_Consegna 1_.
Nel testo sulla crisi economica, che cosa si dice che sia ormai diventato un luogo comune?
_Consegna 2_.
Prosegui il testo sulla crisi economica, riprendendo subito dopo la sua ultima frase.

_Testo proposto_.

━━━

È diventato ormai un luogo comune dire che nei tempi di crisi economica bisognerebbe guardare lontano e non soltanto all’immediato: ma andate a dire al piccolo imprenditore che non sa come arrivare a fine mese, che deve pensare a una società basata sulla conoscenza, o al giovane disoccupato che l’economia verde creerà una serie di posti di lavoro che non si può neppure immaginare. Ciò non toglie che il messaggio sia sostanzialmente corretto: quando, come nel momento attuale, appare esserci qualcosa di sbagliato nell’economia dei Paesi più avanzati, occorre interrogarsi sulle cause, è necessario immaginare un sistema diverso per il futuro, e bisogna anche fare qualcosa per realizzarlo. Proprio per la difficoltà che ha l’uomo comune a comprendere che cosa c’è che non funziona, per l’apparente mancanza di fondamentali dietro alla crisi, è importante mettersi in una prospettiva di lungo termine e cercare uno sbocco che non sia soltanto quello di tappare le falle più grosse e ritornare a un sistema che per un po’ aveva funzionato, rabberciando quello che si è dimostrato pericoloso e attenuando gli effetti delle speculazioni più marcate.

━━━

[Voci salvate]
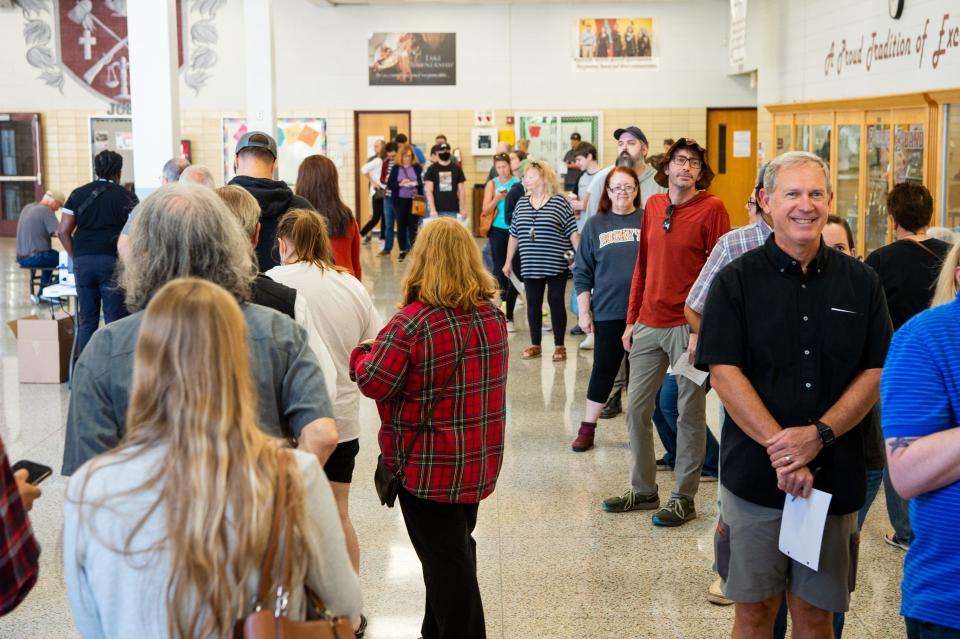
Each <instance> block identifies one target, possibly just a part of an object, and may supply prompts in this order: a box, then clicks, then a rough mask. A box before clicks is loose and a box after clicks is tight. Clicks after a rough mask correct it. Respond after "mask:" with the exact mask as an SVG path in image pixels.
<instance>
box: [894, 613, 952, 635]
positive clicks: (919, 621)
mask: <svg viewBox="0 0 960 639" xmlns="http://www.w3.org/2000/svg"><path fill="white" fill-rule="evenodd" d="M904 622H905V623H906V625H907V639H960V630H955V629H953V628H947V627H946V626H939V625H937V624H935V623H928V622H926V621H920V620H919V619H912V618H910V617H905V618H904Z"/></svg>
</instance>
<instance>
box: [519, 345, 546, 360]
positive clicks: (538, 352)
mask: <svg viewBox="0 0 960 639" xmlns="http://www.w3.org/2000/svg"><path fill="white" fill-rule="evenodd" d="M542 353H543V349H542V348H541V347H539V346H528V347H527V348H525V349H523V353H522V354H521V355H520V357H521V358H522V359H536V358H537V357H540V355H541V354H542Z"/></svg>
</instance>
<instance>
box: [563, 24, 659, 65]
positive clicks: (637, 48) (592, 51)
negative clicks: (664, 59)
mask: <svg viewBox="0 0 960 639" xmlns="http://www.w3.org/2000/svg"><path fill="white" fill-rule="evenodd" d="M654 44H655V43H654V31H653V18H584V19H581V20H580V21H579V22H578V23H577V39H576V45H575V52H574V61H575V62H576V66H577V67H579V68H604V69H606V68H637V67H654V68H655V67H657V66H658V65H659V62H660V61H659V58H657V57H654V55H653V52H654Z"/></svg>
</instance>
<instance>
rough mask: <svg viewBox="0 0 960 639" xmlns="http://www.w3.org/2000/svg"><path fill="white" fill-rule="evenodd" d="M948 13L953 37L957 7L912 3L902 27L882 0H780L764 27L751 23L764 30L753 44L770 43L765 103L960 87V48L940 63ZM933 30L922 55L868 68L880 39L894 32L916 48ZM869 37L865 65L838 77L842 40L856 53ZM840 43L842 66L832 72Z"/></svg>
mask: <svg viewBox="0 0 960 639" xmlns="http://www.w3.org/2000/svg"><path fill="white" fill-rule="evenodd" d="M753 4H754V5H755V4H757V3H756V2H754V3H753ZM751 6H752V5H751ZM945 14H950V17H949V19H948V20H947V29H946V30H947V31H949V29H950V28H960V5H958V3H957V2H956V0H908V1H907V2H906V6H905V8H904V11H903V15H902V16H901V18H900V19H899V20H894V19H892V18H891V17H890V15H889V13H888V11H887V3H886V2H881V1H879V0H871V1H870V2H864V1H863V0H805V1H803V2H794V1H789V0H779V1H778V2H777V3H775V6H773V7H768V8H767V15H766V16H765V18H764V20H762V21H760V22H758V23H750V22H748V25H750V26H752V27H754V28H758V29H759V31H754V32H751V33H749V35H748V37H750V38H754V37H756V38H758V39H761V40H763V41H765V44H764V45H762V47H761V48H762V50H763V51H764V52H765V54H764V55H763V56H761V59H760V60H759V61H758V62H759V65H758V66H759V70H760V71H759V75H760V84H759V87H758V89H759V90H758V101H759V102H760V103H761V104H770V103H783V102H809V101H817V100H834V99H849V98H854V97H869V96H877V95H889V94H895V93H914V92H922V91H934V90H937V89H951V88H956V87H958V86H960V47H955V48H949V49H947V51H946V53H945V54H944V55H943V56H942V57H941V58H940V59H939V61H938V65H937V67H936V68H934V67H933V64H932V60H933V54H934V51H935V50H936V49H937V48H939V47H938V42H939V41H940V38H941V35H940V29H941V25H942V22H943V18H944V15H945ZM928 20H929V22H928ZM925 29H926V34H927V38H926V41H925V42H924V43H923V45H922V48H923V50H922V55H921V54H919V53H917V52H916V49H915V48H913V49H912V51H911V53H910V55H908V56H904V57H899V58H894V59H887V60H873V61H872V64H871V67H870V69H869V70H868V69H867V68H866V62H867V60H866V58H867V53H868V49H869V47H870V42H871V36H872V34H873V33H874V32H876V33H877V40H878V41H879V42H880V43H881V44H882V43H883V42H885V41H886V39H887V32H888V30H892V31H893V33H894V34H896V33H900V34H902V35H903V36H908V37H910V39H911V47H915V46H916V43H917V40H918V39H920V40H921V41H922V35H923V33H924V30H925ZM861 36H863V63H862V64H859V65H844V67H843V69H842V71H841V73H839V74H838V73H837V67H836V58H837V55H836V54H838V53H839V48H840V43H841V41H842V40H844V39H846V41H847V45H848V47H850V48H854V49H859V48H860V41H861ZM946 37H947V35H946V34H944V36H943V38H944V42H945V41H946ZM833 42H836V48H835V56H834V65H833V67H832V69H831V70H830V71H829V72H825V66H826V61H827V54H828V52H829V51H830V45H831V43H833Z"/></svg>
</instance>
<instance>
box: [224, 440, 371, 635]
mask: <svg viewBox="0 0 960 639" xmlns="http://www.w3.org/2000/svg"><path fill="white" fill-rule="evenodd" d="M277 459H278V462H279V463H278V471H279V475H280V477H279V479H278V487H277V496H276V502H275V505H274V508H273V523H272V524H271V526H270V538H269V540H268V541H267V552H266V554H265V555H264V557H263V564H262V565H261V567H260V583H259V585H258V590H257V599H256V601H254V606H253V612H251V613H250V614H248V615H247V616H246V617H245V618H244V619H241V620H240V621H238V622H237V623H236V625H235V626H234V632H233V636H234V639H354V633H353V624H352V623H351V622H350V619H348V618H347V617H334V616H333V615H331V614H330V612H329V611H328V610H326V607H325V606H324V604H323V601H322V600H321V599H320V597H318V596H317V595H316V594H315V593H314V592H313V591H312V590H310V589H309V588H306V587H305V590H306V595H307V601H308V604H309V605H310V606H313V608H314V611H313V613H314V614H311V615H309V616H311V617H316V618H313V619H311V620H310V621H291V620H290V619H289V618H288V617H287V604H288V601H289V596H290V591H289V588H288V583H287V580H288V579H289V577H290V564H291V562H292V560H293V557H292V553H291V552H290V540H291V536H292V532H293V526H292V524H291V523H290V522H289V521H286V519H287V516H286V515H287V507H286V506H287V462H288V461H289V459H290V455H289V453H288V452H287V451H285V450H281V451H280V453H279V455H278V457H277ZM281 520H284V523H285V524H286V525H285V526H284V535H283V547H282V548H280V552H281V561H283V566H282V568H281V571H280V583H279V584H278V585H277V588H276V591H275V597H276V599H275V602H274V607H273V610H269V609H265V608H264V607H263V603H264V601H265V600H266V599H267V596H268V591H269V589H270V586H271V585H272V583H273V579H272V577H271V575H272V574H273V560H274V558H275V557H276V555H277V542H278V540H279V537H280V522H281Z"/></svg>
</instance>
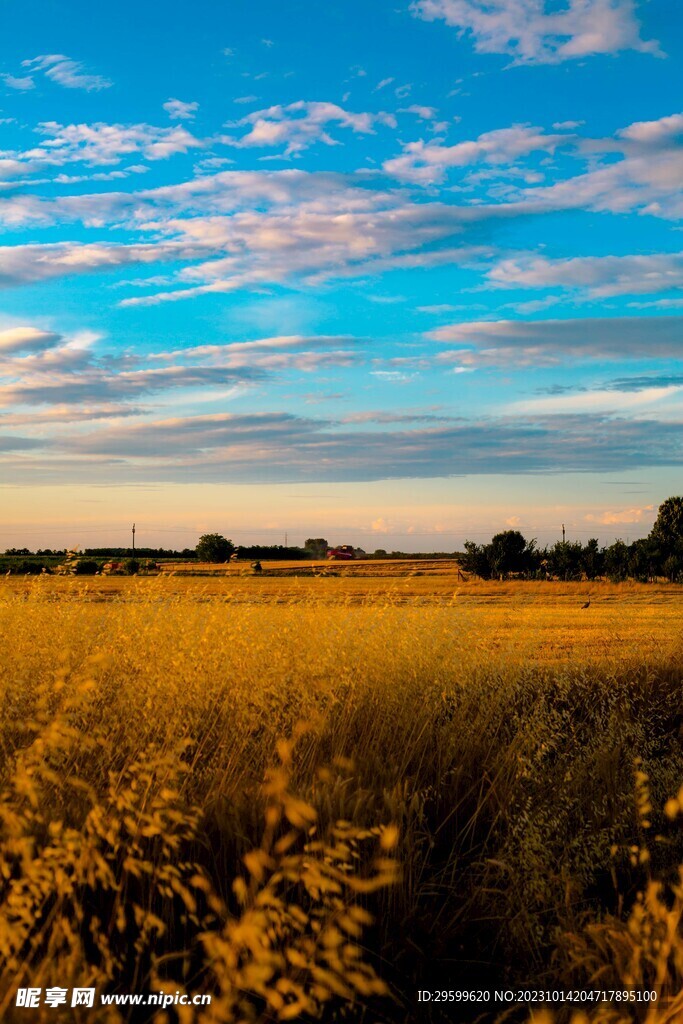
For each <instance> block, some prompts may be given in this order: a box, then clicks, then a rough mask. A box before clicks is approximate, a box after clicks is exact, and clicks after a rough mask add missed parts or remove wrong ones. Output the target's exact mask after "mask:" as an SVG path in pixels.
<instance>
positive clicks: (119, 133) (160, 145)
mask: <svg viewBox="0 0 683 1024" xmlns="http://www.w3.org/2000/svg"><path fill="white" fill-rule="evenodd" d="M36 132H37V133H38V134H39V135H40V136H41V137H42V141H41V143H40V144H39V145H37V146H34V147H33V148H31V150H24V151H5V152H4V153H3V154H2V155H0V178H12V177H20V176H25V175H27V174H33V173H35V172H36V171H40V170H44V169H45V168H47V167H61V166H62V165H65V164H70V163H84V164H87V165H88V166H91V167H92V166H98V165H108V164H117V163H119V162H120V161H121V160H122V158H124V157H128V156H130V155H131V154H141V155H142V156H143V157H144V158H145V159H147V160H165V159H166V158H167V157H170V156H173V155H174V154H176V153H186V152H187V151H188V150H191V148H200V147H201V146H202V145H203V144H204V143H203V142H201V141H200V140H199V139H197V138H195V136H194V135H191V134H190V133H189V132H188V131H187V130H186V129H185V128H183V127H181V126H180V125H176V126H174V127H172V128H157V127H155V126H153V125H147V124H136V125H120V124H104V123H102V122H96V123H94V124H71V125H62V124H59V123H57V122H56V121H43V122H41V123H40V124H39V125H38V127H37V128H36Z"/></svg>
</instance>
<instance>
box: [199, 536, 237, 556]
mask: <svg viewBox="0 0 683 1024" xmlns="http://www.w3.org/2000/svg"><path fill="white" fill-rule="evenodd" d="M233 551H234V545H233V544H232V542H231V541H228V540H226V539H225V538H224V537H222V535H221V534H204V536H203V537H200V539H199V541H198V544H197V557H198V558H199V560H200V561H201V562H226V561H227V560H228V559H229V557H230V555H231V554H232V552H233Z"/></svg>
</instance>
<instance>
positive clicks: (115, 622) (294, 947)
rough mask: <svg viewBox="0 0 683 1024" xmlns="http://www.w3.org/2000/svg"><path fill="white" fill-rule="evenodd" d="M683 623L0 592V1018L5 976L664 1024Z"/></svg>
mask: <svg viewBox="0 0 683 1024" xmlns="http://www.w3.org/2000/svg"><path fill="white" fill-rule="evenodd" d="M589 599H590V604H589V606H588V607H584V605H585V604H587V603H588V602H589ZM682 612H683V589H681V588H680V587H677V586H672V585H669V586H667V585H637V584H620V585H611V584H608V583H602V582H595V583H582V584H575V583H570V584H564V583H546V582H543V583H541V582H539V583H535V582H525V583H517V582H503V583H482V582H476V581H471V580H468V579H465V578H464V577H463V574H462V573H461V572H459V569H458V566H457V564H456V563H454V562H449V561H436V560H434V561H432V562H426V561H417V560H416V561H407V562H396V561H391V562H385V563H379V562H376V563H373V562H366V563H358V564H357V565H338V564H335V563H333V564H330V563H327V564H319V565H311V564H310V563H306V564H305V565H304V564H300V565H296V564H289V565H283V564H282V563H278V564H275V563H273V564H268V563H263V572H262V573H260V574H257V573H253V572H252V571H251V569H250V568H249V566H245V565H239V564H238V565H237V566H229V567H227V568H226V570H223V571H222V572H219V573H213V574H200V575H189V574H183V572H182V570H181V568H180V567H179V566H174V567H169V568H167V569H166V570H165V571H164V572H163V573H162V574H159V575H150V577H144V575H140V577H137V578H116V577H112V578H105V577H91V578H77V577H73V578H61V577H50V575H44V577H39V578H34V579H29V578H10V579H6V580H2V581H0V643H1V645H2V651H3V656H2V660H1V662H0V690H1V693H2V699H3V708H4V711H3V717H2V724H1V726H0V743H1V745H2V751H3V758H2V782H1V784H2V800H1V802H0V824H1V825H2V829H3V845H2V855H1V858H0V868H1V874H2V879H3V883H2V889H1V892H2V899H1V901H0V956H1V958H2V963H3V965H4V967H3V971H2V975H1V976H0V980H1V983H2V987H1V989H0V1012H1V1013H2V1015H3V1019H6V1020H8V1021H12V1022H13V1021H14V1020H16V1021H18V1020H22V1019H24V1018H23V1017H22V1015H20V1011H19V1010H15V1009H14V1008H13V1007H12V1005H11V1000H12V997H13V993H14V992H15V990H16V986H17V985H20V984H22V983H23V982H24V981H25V979H26V978H29V977H30V978H31V979H32V982H34V983H36V984H39V985H40V984H43V985H50V984H56V983H59V979H63V983H65V984H66V983H67V981H69V983H70V984H74V985H78V984H84V985H85V984H92V985H95V986H97V988H98V990H101V991H105V992H114V993H116V992H119V991H131V990H133V991H159V990H162V989H163V990H169V991H171V990H172V991H181V992H198V991H199V992H211V993H212V994H213V996H214V1001H213V1004H212V1005H211V1006H210V1007H208V1006H207V1007H203V1008H201V1009H197V1010H193V1012H191V1015H189V1016H186V1017H184V1018H179V1019H181V1020H183V1021H184V1020H186V1021H198V1022H202V1024H204V1022H207V1024H208V1022H218V1021H222V1022H224V1021H236V1022H237V1021H251V1020H263V1021H266V1020H288V1019H290V1020H291V1019H311V1018H316V1017H322V1018H323V1019H325V1020H337V1019H339V1020H342V1019H353V1020H365V1021H373V1022H379V1021H385V1022H392V1024H393V1022H410V1021H414V1020H421V1021H423V1020H424V1021H441V1020H450V1021H452V1020H453V1019H454V1016H453V1014H454V1010H453V1007H449V1006H445V1007H442V1006H441V1005H440V1004H436V1002H434V1004H431V1005H430V1006H429V1007H426V1006H421V1007H420V1008H418V1007H417V1004H416V999H417V992H418V989H439V988H442V989H447V990H457V991H462V990H464V989H467V990H472V989H477V990H481V991H490V990H493V989H494V988H496V987H503V986H507V987H514V988H515V990H516V989H517V988H519V987H521V986H527V987H529V986H530V987H537V988H538V987H539V986H543V987H545V988H553V987H554V988H562V989H567V990H568V989H570V988H571V987H572V986H574V987H581V988H584V989H588V988H590V987H592V986H593V987H596V986H598V985H599V986H600V987H603V988H604V987H610V986H611V987H612V988H614V989H616V988H620V989H626V988H628V987H633V986H636V987H640V988H641V989H643V990H644V989H647V990H648V991H650V990H652V991H655V992H656V996H657V997H658V1002H657V1004H656V1006H654V1008H653V1005H652V1004H647V1005H645V1004H634V1005H628V1004H624V1005H622V1004H620V1005H618V1006H616V1005H608V1006H606V1007H605V1008H603V1011H601V1010H600V1008H597V1009H596V1008H593V1010H594V1012H595V1013H596V1014H597V1016H594V1017H592V1018H591V1019H595V1020H600V1021H602V1020H604V1021H605V1022H606V1021H609V1022H610V1024H611V1022H621V1021H640V1020H643V1021H644V1020H647V1021H648V1022H649V1024H652V1022H655V1021H656V1022H664V1021H673V1020H675V1019H676V1018H675V1016H674V1017H672V1016H671V1010H670V1008H671V1006H672V1005H674V1006H675V1007H676V1006H677V1005H676V1004H671V999H674V998H676V993H678V992H679V991H680V987H681V986H680V981H681V977H682V976H683V950H681V949H680V948H679V946H678V944H677V940H676V934H677V928H678V923H679V921H680V919H681V914H682V913H683V893H682V892H681V889H680V888H678V887H680V882H677V879H678V878H679V876H678V871H679V866H678V865H679V863H681V862H683V842H682V841H681V836H680V828H679V824H678V820H677V819H678V813H679V803H678V799H679V798H678V797H677V794H678V793H679V788H680V787H681V783H682V782H683V743H682V740H681V731H682V729H683V695H682V687H681V682H682V679H683V646H682V641H683V628H682V627H683V615H682ZM639 894H640V895H639ZM666 935H669V936H670V940H671V941H669V940H668V941H669V945H668V946H663V936H666ZM663 949H664V951H663ZM667 1000H669V1002H667ZM665 1007H669V1009H667V1010H666V1011H665ZM503 1009H506V1012H507V1014H508V1016H507V1017H506V1019H507V1020H526V1019H527V1016H528V1008H526V1007H524V1006H523V1005H521V1006H520V1007H517V1008H515V1007H514V1006H509V1007H507V1008H503ZM660 1009H661V1013H663V1015H661V1016H660V1017H658V1016H656V1014H658V1013H659V1010H660ZM555 1011H556V1013H557V1020H569V1019H571V1012H572V1011H571V1008H570V1007H569V1006H568V1005H567V1006H564V1007H559V1008H555ZM50 1012H51V1011H50V1009H49V1008H45V1010H44V1011H42V1010H40V1011H37V1014H38V1016H37V1017H36V1020H40V1021H42V1020H43V1019H45V1020H48V1019H52V1018H50V1016H49V1015H50ZM677 1012H678V1011H677ZM75 1013H76V1014H77V1016H76V1018H75V1019H76V1020H78V1021H80V1020H83V1021H85V1020H86V1016H83V1017H79V1016H78V1011H75ZM131 1013H132V1011H130V1010H129V1009H128V1010H125V1009H117V1008H113V1007H108V1008H105V1009H104V1008H100V1009H99V1011H95V1012H94V1013H93V1012H92V1011H88V1016H87V1020H88V1022H89V1024H92V1022H93V1021H95V1022H98V1021H99V1020H101V1021H108V1022H109V1021H123V1020H133V1017H131V1016H130V1014H131ZM137 1013H138V1014H139V1011H137ZM188 1013H189V1012H188ZM501 1013H502V1009H501V1007H494V1006H493V1005H483V1006H482V1005H473V1004H467V1005H461V1006H460V1007H459V1008H458V1016H457V1018H456V1019H458V1020H481V1021H495V1020H498V1019H501V1017H500V1015H501ZM601 1013H602V1016H600V1014H601ZM647 1014H649V1015H650V1016H647ZM667 1014H668V1015H669V1016H667ZM41 1015H42V1016H41ZM135 1019H140V1018H139V1016H138V1017H137V1018H135ZM147 1019H150V1020H153V1019H159V1020H161V1019H162V1018H161V1017H158V1018H155V1017H154V1015H153V1014H152V1013H150V1015H148V1018H147Z"/></svg>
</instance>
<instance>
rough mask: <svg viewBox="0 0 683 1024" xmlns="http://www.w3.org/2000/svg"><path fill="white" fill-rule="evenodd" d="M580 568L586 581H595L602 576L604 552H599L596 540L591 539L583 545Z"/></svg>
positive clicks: (603, 558)
mask: <svg viewBox="0 0 683 1024" xmlns="http://www.w3.org/2000/svg"><path fill="white" fill-rule="evenodd" d="M581 567H582V569H583V571H584V575H585V577H586V579H587V580H596V579H597V578H598V577H600V575H602V573H603V571H604V567H605V556H604V552H602V551H600V546H599V544H598V540H597V538H595V537H592V538H591V539H590V541H587V542H586V544H585V545H584V549H583V551H582V553H581Z"/></svg>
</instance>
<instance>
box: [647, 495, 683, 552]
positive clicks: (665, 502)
mask: <svg viewBox="0 0 683 1024" xmlns="http://www.w3.org/2000/svg"><path fill="white" fill-rule="evenodd" d="M650 539H651V540H652V541H653V542H654V543H655V544H656V545H657V547H658V548H659V550H660V552H661V553H663V554H664V555H665V557H666V556H667V555H672V554H676V553H677V552H682V551H683V498H668V499H667V501H666V502H663V503H661V505H660V506H659V509H658V511H657V517H656V519H655V520H654V525H653V526H652V531H651V534H650Z"/></svg>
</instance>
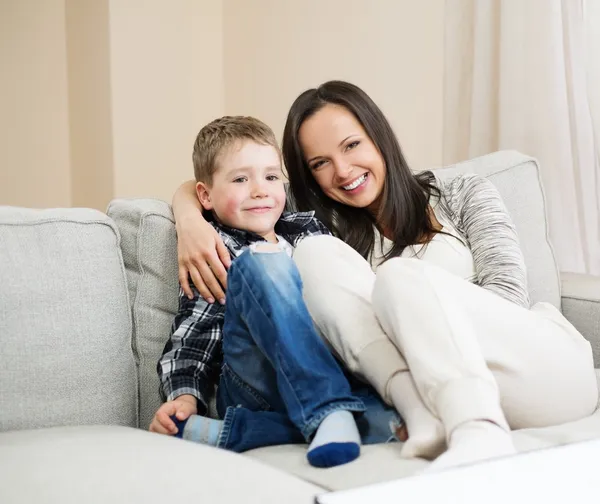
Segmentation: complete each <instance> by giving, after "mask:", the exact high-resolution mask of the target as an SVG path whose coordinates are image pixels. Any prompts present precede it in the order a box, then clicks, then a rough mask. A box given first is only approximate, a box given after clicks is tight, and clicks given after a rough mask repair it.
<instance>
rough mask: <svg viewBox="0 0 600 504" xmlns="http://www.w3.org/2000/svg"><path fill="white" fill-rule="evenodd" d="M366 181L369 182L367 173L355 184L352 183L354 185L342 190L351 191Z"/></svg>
mask: <svg viewBox="0 0 600 504" xmlns="http://www.w3.org/2000/svg"><path fill="white" fill-rule="evenodd" d="M365 180H367V174H366V173H365V174H364V175H363V176H362V177H358V178H357V179H356V180H355V181H354V182H352V184H348V185H347V186H342V189H344V191H351V190H352V189H356V188H357V187H358V186H359V185H360V184H362V183H363V182H364V181H365Z"/></svg>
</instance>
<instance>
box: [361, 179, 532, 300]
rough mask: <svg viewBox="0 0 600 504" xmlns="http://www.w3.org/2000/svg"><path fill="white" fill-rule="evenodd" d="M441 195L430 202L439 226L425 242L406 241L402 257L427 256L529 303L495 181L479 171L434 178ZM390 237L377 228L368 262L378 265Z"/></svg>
mask: <svg viewBox="0 0 600 504" xmlns="http://www.w3.org/2000/svg"><path fill="white" fill-rule="evenodd" d="M437 182H438V187H439V188H440V191H441V193H442V194H441V198H440V200H439V201H433V202H432V208H433V210H434V212H435V215H436V217H437V219H438V220H439V222H440V224H442V225H443V230H444V231H445V232H447V233H449V234H451V235H454V236H457V237H459V238H460V239H461V240H462V241H463V242H464V243H466V245H467V246H464V245H463V244H462V243H461V242H460V240H456V239H455V238H453V237H449V236H445V235H443V234H437V235H435V237H434V238H433V240H432V241H431V242H429V243H428V244H427V245H426V246H421V245H415V246H411V247H407V248H406V249H404V251H403V253H402V257H415V258H418V259H423V260H427V261H430V262H433V263H434V264H437V265H438V266H441V267H443V268H445V269H447V270H449V271H450V272H452V273H454V274H457V275H459V276H461V277H463V278H465V279H466V280H468V281H472V282H473V283H475V284H477V285H479V286H481V287H483V288H484V289H488V290H490V291H492V292H494V293H496V294H498V295H499V296H502V297H503V298H505V299H507V300H508V301H511V302H513V303H515V304H517V305H519V306H523V307H525V308H529V293H528V291H527V272H526V269H525V260H524V258H523V254H522V252H521V248H520V247H519V241H518V237H517V233H516V230H515V227H514V225H513V223H512V221H511V219H510V217H509V215H508V211H507V210H506V207H505V206H504V203H503V202H502V199H501V197H500V194H499V193H498V191H497V189H496V188H495V187H494V185H493V184H492V183H491V182H490V181H489V180H487V179H486V178H483V177H481V176H479V175H459V176H457V177H454V178H453V179H450V180H445V181H444V180H440V179H438V180H437ZM391 245H392V243H391V241H390V240H387V239H386V238H384V239H383V240H381V239H380V235H379V233H377V232H376V240H375V249H374V250H373V253H372V254H371V257H370V259H371V264H372V266H373V267H374V268H376V267H377V266H378V265H379V264H380V263H381V262H382V258H383V256H384V254H385V253H386V252H387V251H389V250H390V248H391Z"/></svg>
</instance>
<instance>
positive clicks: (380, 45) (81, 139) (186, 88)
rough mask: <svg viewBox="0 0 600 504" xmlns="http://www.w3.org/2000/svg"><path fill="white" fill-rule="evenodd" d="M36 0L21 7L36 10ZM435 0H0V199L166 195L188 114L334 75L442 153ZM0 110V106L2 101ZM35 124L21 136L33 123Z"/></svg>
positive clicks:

━━━

_Risultato 1_.
Dire che nei tempi di crisi economica bisognerebbe guardare lontano e non soltanto all'immediato.

_Risultato 2_.
Ebbene, ho l’impressione che qualcosa in questo senso si stia muovendo, e che l’energia e la sostenibilità abbiano a che fare con questo. L’energia perché continua ad essere un elemento essenziale e non facilmente controllabile dello sviluppo economico; perché i costi di investimento nei sistemi energetici restano in cima alle classifiche di movimento dei capitali internazionali; per la tensione del mercato energetico che rende difficile prevedere, e ancor più controllare, i prezzi sul mercato mondiale; perché la crisi economica attuale, anche se non è stata direttamente provocata dal caro petrolio, si è intrecciata strettamente con l’andamento dei suoi prezzi; per l’incompatibilità del sistema energetico attuale, se dovesse continuare così, con la preservazione dell’ambiente e con la stabilità del clima; per l’importanza che l’energia continua ad avere nel configurare i rapporti sociali all’interno dei Paesi, e ancor più i rapporti tra Paesi. Insomma, come si dice oggi, per i suoi aspetti di sostenibilità economica, ambientale e sociale.


Mentre la maggior parte degli studi di scenari energetici e ambientali si pongono orizzonti al 2020 (basti pensare ai famosi obiettivi 20-20-20 dell’Unione europea) o al massimo al 2030, si tratta ancora (come diremo oltre) di scenari a medio termine.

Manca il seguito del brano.